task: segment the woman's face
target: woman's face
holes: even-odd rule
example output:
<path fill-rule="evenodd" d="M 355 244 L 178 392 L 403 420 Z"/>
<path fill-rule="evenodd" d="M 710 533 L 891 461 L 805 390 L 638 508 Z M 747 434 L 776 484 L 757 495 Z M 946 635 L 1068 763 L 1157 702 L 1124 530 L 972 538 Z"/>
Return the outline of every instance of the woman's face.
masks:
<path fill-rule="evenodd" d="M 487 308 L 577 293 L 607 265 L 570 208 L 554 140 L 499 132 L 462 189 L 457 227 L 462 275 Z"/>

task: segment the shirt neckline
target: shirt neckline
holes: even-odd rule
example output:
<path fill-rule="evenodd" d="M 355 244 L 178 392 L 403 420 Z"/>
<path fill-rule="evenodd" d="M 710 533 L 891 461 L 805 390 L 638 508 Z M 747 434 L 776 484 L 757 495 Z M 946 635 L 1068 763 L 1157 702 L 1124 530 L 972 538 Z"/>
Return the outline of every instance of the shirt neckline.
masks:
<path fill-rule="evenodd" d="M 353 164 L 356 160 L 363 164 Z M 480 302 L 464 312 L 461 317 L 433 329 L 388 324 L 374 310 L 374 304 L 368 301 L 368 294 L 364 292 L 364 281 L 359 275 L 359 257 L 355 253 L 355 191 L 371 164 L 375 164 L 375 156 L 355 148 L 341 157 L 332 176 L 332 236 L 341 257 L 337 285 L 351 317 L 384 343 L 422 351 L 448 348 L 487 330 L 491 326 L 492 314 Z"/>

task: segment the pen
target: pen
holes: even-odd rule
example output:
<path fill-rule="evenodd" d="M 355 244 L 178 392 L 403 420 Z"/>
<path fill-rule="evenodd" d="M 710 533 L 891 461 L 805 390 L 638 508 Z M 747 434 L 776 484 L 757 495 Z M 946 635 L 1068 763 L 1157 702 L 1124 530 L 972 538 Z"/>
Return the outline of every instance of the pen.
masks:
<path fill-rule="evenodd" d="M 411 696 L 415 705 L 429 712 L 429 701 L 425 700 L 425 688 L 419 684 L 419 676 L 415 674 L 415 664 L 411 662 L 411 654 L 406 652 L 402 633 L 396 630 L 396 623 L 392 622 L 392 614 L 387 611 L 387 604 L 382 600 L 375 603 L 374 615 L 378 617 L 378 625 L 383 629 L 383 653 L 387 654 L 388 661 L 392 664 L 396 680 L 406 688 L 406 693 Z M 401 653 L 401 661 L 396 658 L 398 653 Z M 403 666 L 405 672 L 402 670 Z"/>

====

**Work instructions**.
Turn all the data above into a numbered list with one line per item, and skip the blank lines.

**Finished answer**.
1. task: segment the woman's face
2. target: woman's face
3. holes: even-odd rule
4. example output:
5. <path fill-rule="evenodd" d="M 355 244 L 178 392 L 403 420 Z"/>
6. <path fill-rule="evenodd" d="M 710 533 L 891 461 L 805 390 L 638 508 Z M 747 434 L 776 484 L 757 495 Z M 946 635 L 1068 763 L 1157 702 L 1124 530 L 972 538 Z"/>
7. Return the outline of every instance of the woman's face.
8. masks:
9. <path fill-rule="evenodd" d="M 487 308 L 577 293 L 607 265 L 570 208 L 554 140 L 499 132 L 462 189 L 457 227 L 462 275 Z"/>
10. task: segment the shirt neckline
11. target: shirt neckline
12. holes: even-odd rule
13. example output:
14. <path fill-rule="evenodd" d="M 355 244 L 178 392 L 403 420 Z"/>
15. <path fill-rule="evenodd" d="M 710 533 L 891 461 L 805 390 L 638 508 Z M 747 434 L 776 484 L 757 495 Z M 946 635 L 1068 763 L 1157 702 L 1124 530 L 972 538 Z"/>
16. Return the outline of every instance of the shirt neckline.
17. masks:
18. <path fill-rule="evenodd" d="M 353 164 L 356 160 L 363 164 Z M 480 302 L 464 312 L 461 317 L 433 329 L 388 324 L 374 310 L 374 304 L 368 301 L 368 294 L 364 292 L 364 281 L 359 275 L 359 257 L 355 253 L 355 191 L 371 164 L 375 164 L 375 156 L 355 148 L 341 157 L 332 176 L 332 236 L 341 257 L 337 285 L 351 317 L 384 343 L 422 351 L 448 348 L 487 330 L 491 326 L 492 314 Z"/>
19. task: segment the pen
20. target: pen
21. holes: even-odd rule
22. example output:
23. <path fill-rule="evenodd" d="M 355 244 L 178 392 L 403 420 Z"/>
24. <path fill-rule="evenodd" d="M 710 533 L 891 461 L 805 390 L 638 508 Z M 747 434 L 776 484 L 757 495 Z M 946 635 L 1068 763 L 1157 702 L 1124 530 L 972 538 Z"/>
25. Return the outline of every instance of the pen.
26. masks:
27. <path fill-rule="evenodd" d="M 411 696 L 415 705 L 429 712 L 429 701 L 425 700 L 425 688 L 419 684 L 419 676 L 415 674 L 415 664 L 411 662 L 411 654 L 406 652 L 402 633 L 396 630 L 396 623 L 392 622 L 392 614 L 387 611 L 387 604 L 382 600 L 375 603 L 374 615 L 378 617 L 378 625 L 383 629 L 383 653 L 387 654 L 388 661 L 392 664 L 396 680 L 406 688 L 406 693 Z M 401 653 L 401 661 L 396 658 L 398 653 Z M 403 666 L 405 672 L 402 670 Z"/>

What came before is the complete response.